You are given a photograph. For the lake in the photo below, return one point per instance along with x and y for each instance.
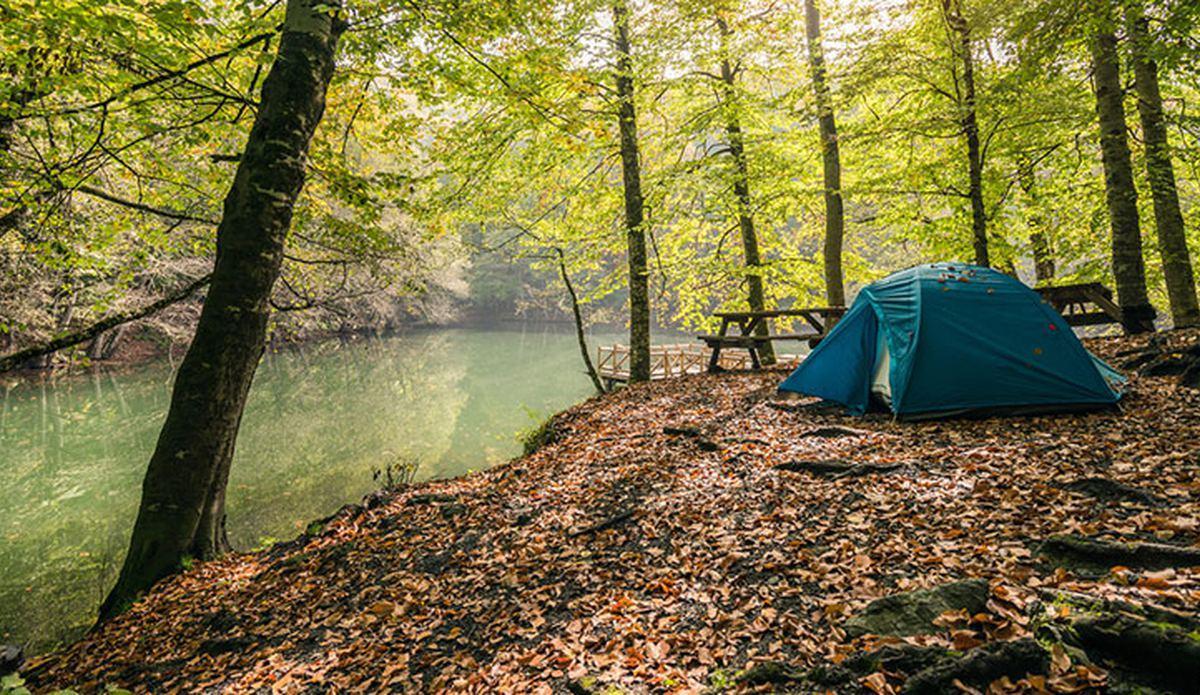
(321, 421)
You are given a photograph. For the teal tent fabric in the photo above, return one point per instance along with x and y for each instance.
(959, 339)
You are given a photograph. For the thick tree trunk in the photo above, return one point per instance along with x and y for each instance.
(635, 232)
(835, 216)
(953, 12)
(756, 297)
(183, 495)
(1128, 268)
(1173, 244)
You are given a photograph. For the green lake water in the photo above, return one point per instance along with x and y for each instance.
(321, 421)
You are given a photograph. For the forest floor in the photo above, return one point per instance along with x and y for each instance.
(689, 535)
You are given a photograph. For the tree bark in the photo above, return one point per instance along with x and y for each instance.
(580, 335)
(1173, 244)
(753, 261)
(1039, 243)
(183, 496)
(953, 13)
(831, 157)
(1128, 268)
(635, 232)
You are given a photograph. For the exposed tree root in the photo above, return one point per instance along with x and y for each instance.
(1110, 490)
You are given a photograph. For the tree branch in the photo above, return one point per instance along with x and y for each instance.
(18, 358)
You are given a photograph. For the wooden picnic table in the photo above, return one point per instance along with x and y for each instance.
(1072, 301)
(821, 319)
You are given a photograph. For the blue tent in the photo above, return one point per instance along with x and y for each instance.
(946, 339)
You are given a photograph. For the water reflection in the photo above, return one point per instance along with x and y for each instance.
(319, 421)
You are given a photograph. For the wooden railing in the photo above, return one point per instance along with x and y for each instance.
(666, 360)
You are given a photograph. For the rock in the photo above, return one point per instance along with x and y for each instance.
(981, 666)
(913, 612)
(897, 658)
(11, 658)
(1163, 653)
(1086, 552)
(216, 647)
(1110, 490)
(377, 498)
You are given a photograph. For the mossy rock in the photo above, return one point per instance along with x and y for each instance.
(913, 612)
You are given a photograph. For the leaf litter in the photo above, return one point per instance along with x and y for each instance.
(661, 544)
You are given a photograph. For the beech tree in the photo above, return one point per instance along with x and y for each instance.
(181, 513)
(635, 215)
(744, 204)
(1128, 267)
(1173, 244)
(831, 160)
(959, 27)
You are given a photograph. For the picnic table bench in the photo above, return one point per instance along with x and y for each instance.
(1072, 301)
(821, 319)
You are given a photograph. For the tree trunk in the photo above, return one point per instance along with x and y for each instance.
(580, 335)
(183, 496)
(1043, 258)
(1039, 243)
(756, 297)
(835, 217)
(953, 13)
(635, 233)
(1128, 268)
(1173, 244)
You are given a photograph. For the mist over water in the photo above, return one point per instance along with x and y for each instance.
(321, 421)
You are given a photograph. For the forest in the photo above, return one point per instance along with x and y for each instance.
(203, 185)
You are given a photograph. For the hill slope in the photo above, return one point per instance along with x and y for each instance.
(654, 545)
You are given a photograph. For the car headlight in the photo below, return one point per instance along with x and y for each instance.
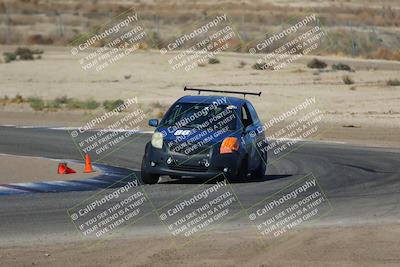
(157, 140)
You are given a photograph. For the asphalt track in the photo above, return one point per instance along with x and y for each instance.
(361, 183)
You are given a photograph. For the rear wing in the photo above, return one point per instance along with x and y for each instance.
(221, 91)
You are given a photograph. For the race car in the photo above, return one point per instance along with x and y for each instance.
(207, 136)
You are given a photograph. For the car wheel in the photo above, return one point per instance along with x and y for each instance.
(148, 178)
(259, 173)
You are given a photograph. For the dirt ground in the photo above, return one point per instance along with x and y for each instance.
(368, 245)
(21, 169)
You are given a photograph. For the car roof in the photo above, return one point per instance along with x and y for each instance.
(209, 99)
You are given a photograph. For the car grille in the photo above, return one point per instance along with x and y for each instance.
(188, 168)
(203, 150)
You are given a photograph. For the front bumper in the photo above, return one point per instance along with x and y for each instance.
(162, 162)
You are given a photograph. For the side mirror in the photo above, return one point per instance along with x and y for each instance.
(153, 122)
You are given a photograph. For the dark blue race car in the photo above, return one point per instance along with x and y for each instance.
(207, 137)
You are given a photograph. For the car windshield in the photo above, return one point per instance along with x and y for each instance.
(201, 116)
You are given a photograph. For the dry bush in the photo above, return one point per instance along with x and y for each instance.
(347, 79)
(316, 64)
(39, 39)
(385, 53)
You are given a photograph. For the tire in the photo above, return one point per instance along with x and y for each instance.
(259, 173)
(148, 178)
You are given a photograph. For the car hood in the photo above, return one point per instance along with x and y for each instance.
(184, 134)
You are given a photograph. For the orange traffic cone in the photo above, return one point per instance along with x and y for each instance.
(62, 168)
(88, 165)
(69, 170)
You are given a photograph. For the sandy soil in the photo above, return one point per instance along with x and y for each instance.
(21, 169)
(370, 245)
(369, 104)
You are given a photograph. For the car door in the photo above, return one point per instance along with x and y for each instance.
(249, 137)
(260, 140)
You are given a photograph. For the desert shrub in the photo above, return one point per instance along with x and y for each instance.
(9, 56)
(24, 53)
(341, 66)
(110, 105)
(393, 82)
(18, 99)
(385, 53)
(36, 103)
(242, 64)
(86, 104)
(213, 60)
(316, 64)
(62, 100)
(39, 39)
(347, 79)
(262, 66)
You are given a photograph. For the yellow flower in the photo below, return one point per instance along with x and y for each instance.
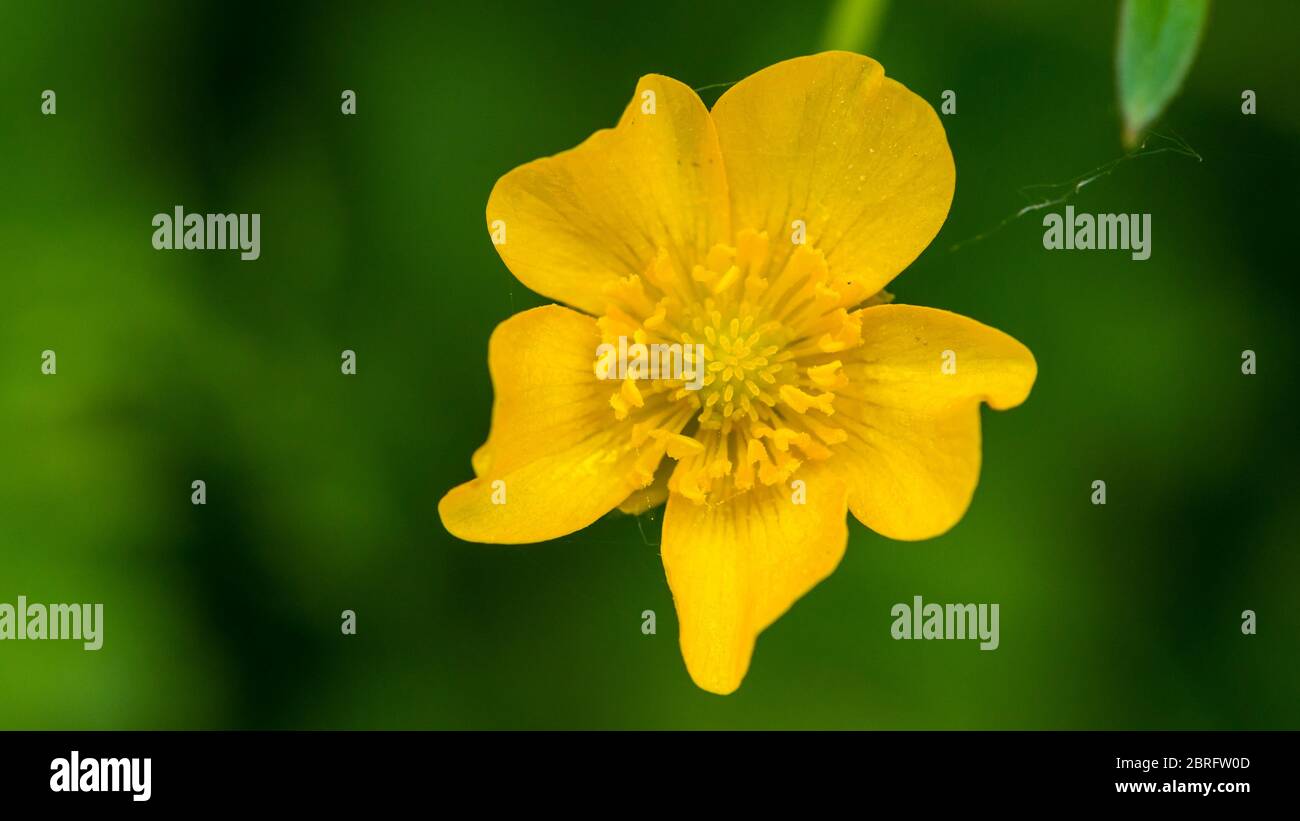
(763, 230)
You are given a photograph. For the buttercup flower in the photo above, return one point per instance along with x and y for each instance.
(765, 231)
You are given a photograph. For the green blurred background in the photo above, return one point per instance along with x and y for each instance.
(321, 489)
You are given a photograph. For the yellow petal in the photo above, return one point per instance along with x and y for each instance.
(555, 450)
(651, 495)
(584, 218)
(913, 455)
(831, 140)
(735, 568)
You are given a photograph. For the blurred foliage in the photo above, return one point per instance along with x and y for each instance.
(853, 25)
(323, 489)
(1157, 46)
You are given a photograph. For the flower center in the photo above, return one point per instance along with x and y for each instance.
(761, 335)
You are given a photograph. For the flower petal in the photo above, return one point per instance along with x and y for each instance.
(602, 211)
(831, 140)
(554, 443)
(913, 454)
(735, 568)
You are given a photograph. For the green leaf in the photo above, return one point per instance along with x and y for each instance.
(1157, 44)
(853, 25)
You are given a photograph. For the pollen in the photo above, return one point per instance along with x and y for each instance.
(772, 326)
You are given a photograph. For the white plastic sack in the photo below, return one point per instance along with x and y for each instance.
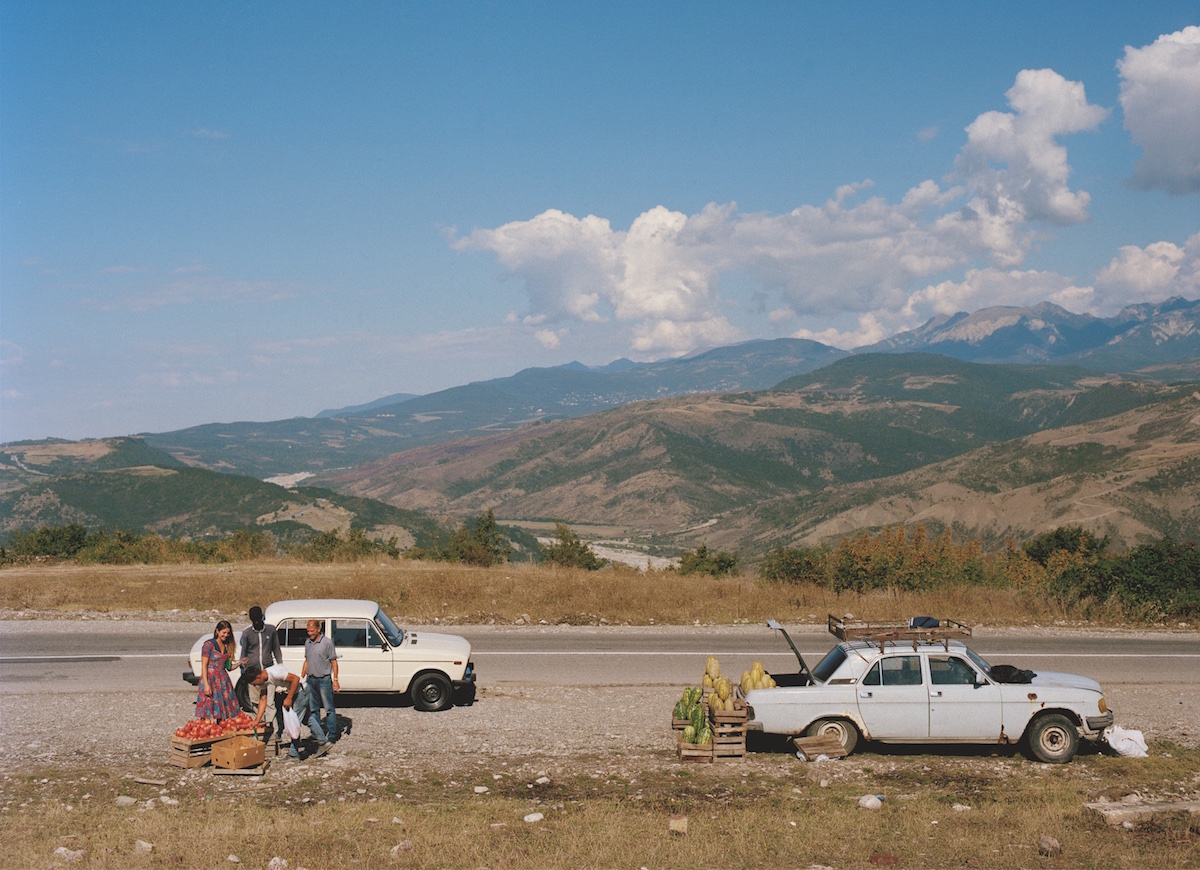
(1126, 742)
(292, 724)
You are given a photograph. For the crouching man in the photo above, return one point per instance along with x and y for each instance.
(277, 678)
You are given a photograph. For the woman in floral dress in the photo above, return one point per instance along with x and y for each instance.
(216, 699)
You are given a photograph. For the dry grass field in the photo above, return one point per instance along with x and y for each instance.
(421, 593)
(612, 808)
(957, 813)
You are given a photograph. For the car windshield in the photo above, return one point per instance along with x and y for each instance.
(828, 665)
(395, 634)
(978, 660)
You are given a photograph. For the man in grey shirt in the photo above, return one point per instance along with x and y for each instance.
(321, 670)
(261, 648)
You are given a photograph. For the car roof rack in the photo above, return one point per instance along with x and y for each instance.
(918, 630)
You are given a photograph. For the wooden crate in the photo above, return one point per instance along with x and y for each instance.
(729, 733)
(186, 751)
(694, 753)
(730, 718)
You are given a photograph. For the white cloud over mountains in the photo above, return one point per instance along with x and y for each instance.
(861, 259)
(1161, 100)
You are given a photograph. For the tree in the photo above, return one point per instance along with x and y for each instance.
(570, 551)
(715, 563)
(1069, 539)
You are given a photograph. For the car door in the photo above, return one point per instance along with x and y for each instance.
(893, 700)
(364, 661)
(963, 705)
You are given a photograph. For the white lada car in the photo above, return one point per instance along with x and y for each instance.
(373, 653)
(918, 683)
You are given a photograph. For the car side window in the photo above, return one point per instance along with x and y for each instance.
(375, 640)
(293, 633)
(348, 634)
(901, 670)
(951, 671)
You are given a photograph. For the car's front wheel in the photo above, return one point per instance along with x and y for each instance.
(432, 693)
(843, 729)
(1053, 738)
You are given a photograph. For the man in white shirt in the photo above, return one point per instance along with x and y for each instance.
(277, 678)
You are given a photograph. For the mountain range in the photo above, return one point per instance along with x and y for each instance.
(747, 447)
(1158, 341)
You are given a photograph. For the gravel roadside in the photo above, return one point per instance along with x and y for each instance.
(555, 729)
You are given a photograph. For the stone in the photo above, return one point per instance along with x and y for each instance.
(1049, 847)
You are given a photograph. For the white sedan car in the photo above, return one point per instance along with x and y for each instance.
(921, 684)
(373, 654)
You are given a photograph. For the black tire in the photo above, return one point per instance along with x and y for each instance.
(432, 693)
(1053, 738)
(843, 729)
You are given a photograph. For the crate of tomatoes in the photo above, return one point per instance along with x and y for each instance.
(192, 744)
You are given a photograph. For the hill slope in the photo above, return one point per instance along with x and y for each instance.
(370, 432)
(675, 465)
(90, 484)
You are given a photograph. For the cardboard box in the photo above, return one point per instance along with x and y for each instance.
(239, 753)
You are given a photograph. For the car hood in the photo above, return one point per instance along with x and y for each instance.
(1072, 681)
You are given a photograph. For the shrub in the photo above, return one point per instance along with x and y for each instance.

▸ **WORK TO COMPLETE**: Reproduce word for word everything in the data above, from the line containing "You are given a photograph. For the man in grey" down to the line containing "(1161, 100)", including both of those lines.

▸ **SOLUTION TO THIS PROBLEM**:
You are given a photograph. For the man in grey shirt in the photo above, return one point per instance along with x and y for each instance.
(321, 670)
(261, 648)
You are given a photograph. For the car roof rack in the photo above, return one point per instance along with x and y for each instance.
(918, 630)
You are given a photograph. For the wooden crate in the photo above, return one point per instance along with x and y for each instance.
(729, 733)
(186, 751)
(694, 753)
(730, 718)
You are given a photograph. For the white cloud over mountains in the photo above, return one point per instance along with x and y for each instance.
(861, 259)
(1161, 100)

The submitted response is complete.